## Texto dado

= = = = =

Dn 7,13-14: Su dominio es eterno y no pasa, su reino no tendrá fin.
Sal: El Señor reina, vestido de majestad.
Ap 1,5-8: Todo ojo lo verá; también los que lo atravesaron
Jn 18,33-37: ¿Eres tú el rey de los judíos?
Si hablamos de reino, entendemos ante todo un tipo de relación donde ha de existir alguien que reine y otros que reconocen esa autoridad y obedecen. De modo de organización responde a la necesidad de regular las relaciones de unos con otros y que exista un orden en la sociedad. En este sentido el rey es un servidor de utilidad pública. Este papel se desempeña hoy, por lo general, desde lo que se denomina “soberanía popular”, en la que el pueblo elige a sus gobernantes, que en ningún caso se van a llamar “reyes”, aunque tengan funciones básicamente similares, aunque con una importante diferencia: su oficio o mandato no le viene al rey del pueblo, sino de una fuerza (llamémosla así) que trasciende una elección democrática, anterior incluso a la constitución del mismo pueblo o sociedad. En muchos casos, la legitimación de por qué esta persona tenía que ser rey se basaba en la sucesión casi siempre biológica y esta, en sus orígenes, en una elección divina o de una fuerza superior. En cierta manera, el orden existente en el cosmos, sostenido por el dios o los dioses, se reproduce a pequeña escala en este pequeño mundo humano donde un soberano representa al dios con algunas de sus atribuciones. A los demás no les toca más que obedecer.

= = = = =

## Datos proporcionados

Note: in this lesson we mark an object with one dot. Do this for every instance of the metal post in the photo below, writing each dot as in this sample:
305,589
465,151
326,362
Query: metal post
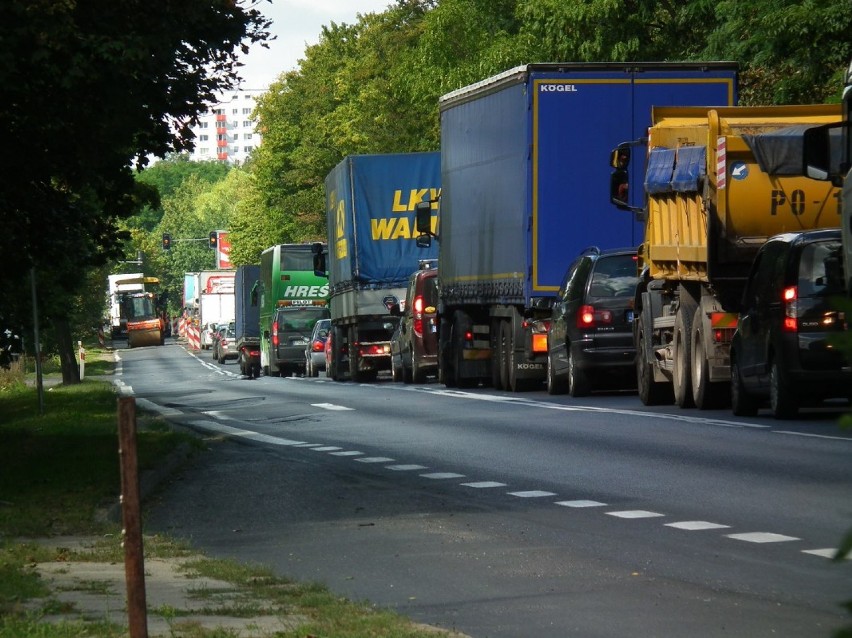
37,346
134,564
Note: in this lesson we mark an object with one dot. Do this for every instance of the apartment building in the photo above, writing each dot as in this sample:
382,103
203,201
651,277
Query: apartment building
227,131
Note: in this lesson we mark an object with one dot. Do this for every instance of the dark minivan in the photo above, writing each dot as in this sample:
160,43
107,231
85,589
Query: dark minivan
590,339
783,349
414,345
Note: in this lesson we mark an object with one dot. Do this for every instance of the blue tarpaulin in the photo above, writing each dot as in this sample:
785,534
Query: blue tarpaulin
689,169
658,177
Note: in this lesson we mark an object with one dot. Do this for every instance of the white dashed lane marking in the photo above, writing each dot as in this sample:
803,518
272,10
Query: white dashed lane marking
635,514
763,537
695,526
580,503
330,406
484,484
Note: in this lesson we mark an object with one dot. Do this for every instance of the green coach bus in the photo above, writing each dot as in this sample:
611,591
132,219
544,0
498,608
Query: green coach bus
291,300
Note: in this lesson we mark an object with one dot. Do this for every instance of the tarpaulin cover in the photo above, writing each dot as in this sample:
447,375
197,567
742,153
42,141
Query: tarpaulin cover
370,202
778,152
658,177
689,169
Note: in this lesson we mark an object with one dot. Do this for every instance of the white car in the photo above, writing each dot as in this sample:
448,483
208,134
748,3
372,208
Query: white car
207,333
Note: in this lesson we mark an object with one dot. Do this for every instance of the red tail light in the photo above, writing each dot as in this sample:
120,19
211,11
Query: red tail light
588,317
790,298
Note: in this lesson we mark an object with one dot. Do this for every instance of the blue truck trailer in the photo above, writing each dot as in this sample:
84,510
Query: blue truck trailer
247,319
521,198
372,250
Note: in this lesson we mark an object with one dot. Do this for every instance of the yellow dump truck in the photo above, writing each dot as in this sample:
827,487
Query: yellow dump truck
145,318
718,182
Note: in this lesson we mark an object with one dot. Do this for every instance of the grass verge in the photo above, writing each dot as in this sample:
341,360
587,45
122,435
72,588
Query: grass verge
60,469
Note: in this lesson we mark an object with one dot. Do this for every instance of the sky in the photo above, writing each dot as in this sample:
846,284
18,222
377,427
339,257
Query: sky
297,23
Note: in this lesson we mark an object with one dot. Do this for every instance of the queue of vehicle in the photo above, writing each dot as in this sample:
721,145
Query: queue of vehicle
675,314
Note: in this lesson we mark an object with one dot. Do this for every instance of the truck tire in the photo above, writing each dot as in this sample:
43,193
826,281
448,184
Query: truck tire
707,395
514,384
459,324
578,381
417,373
742,403
782,399
682,368
555,384
353,357
497,360
650,392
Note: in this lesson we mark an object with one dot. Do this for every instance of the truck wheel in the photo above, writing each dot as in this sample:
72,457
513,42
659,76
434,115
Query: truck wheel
650,391
742,403
782,400
578,381
497,367
555,385
681,377
707,395
408,371
417,374
459,319
354,373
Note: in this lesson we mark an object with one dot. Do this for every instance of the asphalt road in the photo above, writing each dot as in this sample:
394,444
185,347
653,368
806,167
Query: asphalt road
506,515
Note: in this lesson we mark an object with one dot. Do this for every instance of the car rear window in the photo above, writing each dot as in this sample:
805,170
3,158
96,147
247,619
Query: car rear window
821,270
614,276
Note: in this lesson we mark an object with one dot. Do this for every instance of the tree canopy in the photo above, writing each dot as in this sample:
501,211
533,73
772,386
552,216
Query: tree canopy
90,87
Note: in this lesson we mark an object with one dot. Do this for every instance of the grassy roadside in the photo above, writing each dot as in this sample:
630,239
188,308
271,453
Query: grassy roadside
58,473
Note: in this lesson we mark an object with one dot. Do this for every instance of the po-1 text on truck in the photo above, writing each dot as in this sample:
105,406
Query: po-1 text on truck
828,156
521,198
718,183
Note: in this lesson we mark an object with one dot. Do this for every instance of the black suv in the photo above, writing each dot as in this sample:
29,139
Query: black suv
783,350
591,325
414,345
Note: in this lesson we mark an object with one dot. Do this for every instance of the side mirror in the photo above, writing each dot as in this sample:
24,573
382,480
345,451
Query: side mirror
822,152
320,265
619,188
423,218
620,157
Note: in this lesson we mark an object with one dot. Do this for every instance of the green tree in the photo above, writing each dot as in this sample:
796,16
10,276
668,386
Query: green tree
166,177
90,86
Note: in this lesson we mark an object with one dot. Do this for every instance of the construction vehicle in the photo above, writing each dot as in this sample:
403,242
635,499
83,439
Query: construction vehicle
828,156
522,198
146,319
718,182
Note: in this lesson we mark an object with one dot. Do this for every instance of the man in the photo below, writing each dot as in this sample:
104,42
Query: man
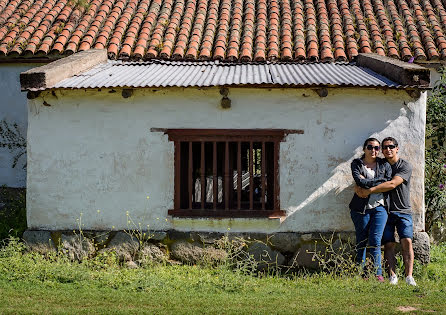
400,212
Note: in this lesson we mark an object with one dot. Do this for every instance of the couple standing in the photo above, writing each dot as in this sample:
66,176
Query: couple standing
382,203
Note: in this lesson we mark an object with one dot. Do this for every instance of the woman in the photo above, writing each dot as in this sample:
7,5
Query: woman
369,214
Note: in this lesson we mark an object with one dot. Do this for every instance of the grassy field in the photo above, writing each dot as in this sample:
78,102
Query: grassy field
32,284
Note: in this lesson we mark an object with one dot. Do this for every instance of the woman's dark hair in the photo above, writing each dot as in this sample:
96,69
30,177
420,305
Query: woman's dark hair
391,139
369,140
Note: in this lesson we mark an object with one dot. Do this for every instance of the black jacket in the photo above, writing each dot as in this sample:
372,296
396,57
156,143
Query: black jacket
383,174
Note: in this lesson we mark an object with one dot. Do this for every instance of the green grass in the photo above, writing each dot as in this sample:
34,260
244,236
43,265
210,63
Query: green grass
30,283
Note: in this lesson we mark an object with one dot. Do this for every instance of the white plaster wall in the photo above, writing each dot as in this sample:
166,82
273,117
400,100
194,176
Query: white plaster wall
92,156
13,109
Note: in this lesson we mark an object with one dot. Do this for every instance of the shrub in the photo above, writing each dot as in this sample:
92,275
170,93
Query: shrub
435,181
12,212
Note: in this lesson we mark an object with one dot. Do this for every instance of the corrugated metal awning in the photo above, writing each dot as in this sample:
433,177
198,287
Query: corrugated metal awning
160,73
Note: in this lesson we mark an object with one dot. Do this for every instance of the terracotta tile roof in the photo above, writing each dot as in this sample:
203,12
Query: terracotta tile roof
230,30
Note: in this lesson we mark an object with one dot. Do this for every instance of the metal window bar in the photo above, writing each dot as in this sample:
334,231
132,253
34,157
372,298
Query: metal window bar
249,175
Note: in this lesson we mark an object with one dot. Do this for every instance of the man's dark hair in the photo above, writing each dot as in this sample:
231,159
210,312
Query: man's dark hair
391,139
369,140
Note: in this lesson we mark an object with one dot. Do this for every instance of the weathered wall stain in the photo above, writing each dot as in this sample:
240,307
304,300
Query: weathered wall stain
104,157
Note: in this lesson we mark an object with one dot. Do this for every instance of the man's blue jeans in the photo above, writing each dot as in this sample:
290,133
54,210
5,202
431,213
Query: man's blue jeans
369,230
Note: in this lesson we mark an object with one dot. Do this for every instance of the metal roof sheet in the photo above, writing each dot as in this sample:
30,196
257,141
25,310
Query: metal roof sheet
158,73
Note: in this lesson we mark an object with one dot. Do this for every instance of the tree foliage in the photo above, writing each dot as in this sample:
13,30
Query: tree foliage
435,182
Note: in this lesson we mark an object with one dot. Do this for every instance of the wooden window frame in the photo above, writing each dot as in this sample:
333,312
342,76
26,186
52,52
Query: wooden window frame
226,136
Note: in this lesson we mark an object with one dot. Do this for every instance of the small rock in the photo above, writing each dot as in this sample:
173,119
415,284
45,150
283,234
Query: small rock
125,246
101,238
421,247
186,252
193,253
307,237
150,254
286,242
158,235
131,265
307,254
77,246
39,241
265,256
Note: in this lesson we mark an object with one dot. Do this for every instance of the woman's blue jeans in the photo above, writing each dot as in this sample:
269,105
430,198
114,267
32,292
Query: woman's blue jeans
369,230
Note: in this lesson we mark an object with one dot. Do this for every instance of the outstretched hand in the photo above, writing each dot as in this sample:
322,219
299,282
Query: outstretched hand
361,192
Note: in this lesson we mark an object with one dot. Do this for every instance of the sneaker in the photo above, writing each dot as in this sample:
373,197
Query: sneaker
393,280
411,281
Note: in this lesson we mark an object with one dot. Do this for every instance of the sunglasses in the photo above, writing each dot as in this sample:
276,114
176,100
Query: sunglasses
371,147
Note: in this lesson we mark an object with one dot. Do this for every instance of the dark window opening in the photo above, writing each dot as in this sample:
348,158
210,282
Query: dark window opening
226,172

= = = = =

## Problema
Transcribe sin cambios el fragmento del texto sobre el reino que comienza con las palabras que contienen "Dn 7,13-14: Su" y termina con "de los judíos?".

## Solución
Dn 7,13-14: Su dominio es eterno y no pasa, su reino no tendrá fin.
Sal: El Señor reina, vestido de majestad.
Ap 1,5-8: Todo ojo lo verá; también los que lo atravesaron
Jn 18,33-37: ¿Eres tú el rey de los judíos?